Annotated coordinate records:

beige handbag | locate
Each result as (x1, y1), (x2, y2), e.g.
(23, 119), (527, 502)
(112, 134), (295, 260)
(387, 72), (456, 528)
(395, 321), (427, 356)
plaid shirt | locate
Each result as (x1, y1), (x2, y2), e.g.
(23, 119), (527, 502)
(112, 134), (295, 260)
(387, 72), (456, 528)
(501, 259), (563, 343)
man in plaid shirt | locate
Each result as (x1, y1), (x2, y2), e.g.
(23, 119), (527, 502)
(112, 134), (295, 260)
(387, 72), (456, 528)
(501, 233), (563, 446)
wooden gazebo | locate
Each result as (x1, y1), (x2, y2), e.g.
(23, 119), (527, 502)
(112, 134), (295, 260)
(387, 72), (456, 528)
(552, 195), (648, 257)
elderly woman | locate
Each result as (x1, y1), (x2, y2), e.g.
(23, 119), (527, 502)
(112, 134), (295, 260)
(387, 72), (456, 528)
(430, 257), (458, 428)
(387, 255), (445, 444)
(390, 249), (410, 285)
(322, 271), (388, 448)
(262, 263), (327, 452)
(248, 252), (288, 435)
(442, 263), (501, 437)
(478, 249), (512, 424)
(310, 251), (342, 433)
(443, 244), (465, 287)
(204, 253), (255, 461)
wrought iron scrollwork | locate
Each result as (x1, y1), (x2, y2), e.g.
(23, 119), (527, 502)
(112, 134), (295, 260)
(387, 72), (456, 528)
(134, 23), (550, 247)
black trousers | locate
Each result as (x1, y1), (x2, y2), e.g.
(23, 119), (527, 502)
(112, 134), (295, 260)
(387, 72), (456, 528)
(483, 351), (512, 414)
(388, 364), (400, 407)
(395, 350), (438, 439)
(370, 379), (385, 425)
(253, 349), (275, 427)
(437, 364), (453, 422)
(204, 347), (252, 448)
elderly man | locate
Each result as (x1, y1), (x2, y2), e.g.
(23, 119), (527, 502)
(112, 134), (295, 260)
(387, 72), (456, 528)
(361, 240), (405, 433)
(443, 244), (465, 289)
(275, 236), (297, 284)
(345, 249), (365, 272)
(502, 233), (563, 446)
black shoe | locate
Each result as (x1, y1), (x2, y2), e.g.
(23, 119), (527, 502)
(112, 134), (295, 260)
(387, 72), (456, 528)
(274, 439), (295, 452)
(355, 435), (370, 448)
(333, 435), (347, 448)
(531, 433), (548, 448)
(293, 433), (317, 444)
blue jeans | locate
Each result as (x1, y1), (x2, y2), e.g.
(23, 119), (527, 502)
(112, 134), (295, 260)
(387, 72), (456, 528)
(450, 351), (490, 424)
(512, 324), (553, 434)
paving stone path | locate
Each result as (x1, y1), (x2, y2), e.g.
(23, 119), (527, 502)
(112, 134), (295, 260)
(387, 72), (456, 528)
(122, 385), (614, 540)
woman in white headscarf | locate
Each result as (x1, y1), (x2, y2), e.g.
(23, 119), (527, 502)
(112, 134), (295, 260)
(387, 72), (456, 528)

**What the task asks**
Scale the entries from the line containing "black trousers | locate" through the end of the entries, and give only those lines again, requests included, with every bounding-box coordinate in the answers multiplied by 1.05 and rounded to a whole number, halves rounded up. Keep the requests and their format samples unchanged.

**Result of the task**
black trousers | locate
Each result as (x1, y1), (x2, y2), e.g.
(23, 119), (527, 502)
(112, 134), (295, 260)
(387, 72), (456, 528)
(507, 369), (538, 435)
(407, 382), (420, 427)
(415, 368), (460, 461)
(389, 398), (404, 446)
(266, 366), (289, 448)
(459, 382), (476, 443)
(214, 364), (265, 470)
elderly man | locate
Each result as (x1, y1), (x2, y2), e.g.
(23, 119), (527, 502)
(112, 134), (295, 260)
(387, 72), (456, 528)
(379, 252), (425, 455)
(465, 256), (488, 303)
(289, 248), (312, 298)
(362, 261), (383, 286)
(527, 245), (591, 468)
black shoe | locate
Each result as (x1, y1), (x2, y2), e.g.
(23, 119), (527, 502)
(112, 134), (295, 260)
(387, 72), (456, 528)
(288, 461), (310, 475)
(373, 457), (389, 470)
(350, 457), (364, 470)
(558, 455), (575, 470)
(308, 455), (333, 466)
blue jeans | locate
Each result as (x1, y1), (x2, y2), e.g.
(23, 119), (527, 502)
(112, 134), (295, 260)
(387, 72), (456, 528)
(473, 369), (515, 445)
(538, 340), (581, 456)
paving stone path | locate
Each result as (x1, y1), (x2, y2), e.g.
(23, 119), (527, 502)
(112, 134), (295, 260)
(387, 72), (456, 528)
(128, 404), (645, 567)
woman in white headscarf | locate
Each result as (x1, y1), (x2, y2), e.g.
(23, 119), (527, 502)
(112, 134), (295, 260)
(387, 72), (456, 528)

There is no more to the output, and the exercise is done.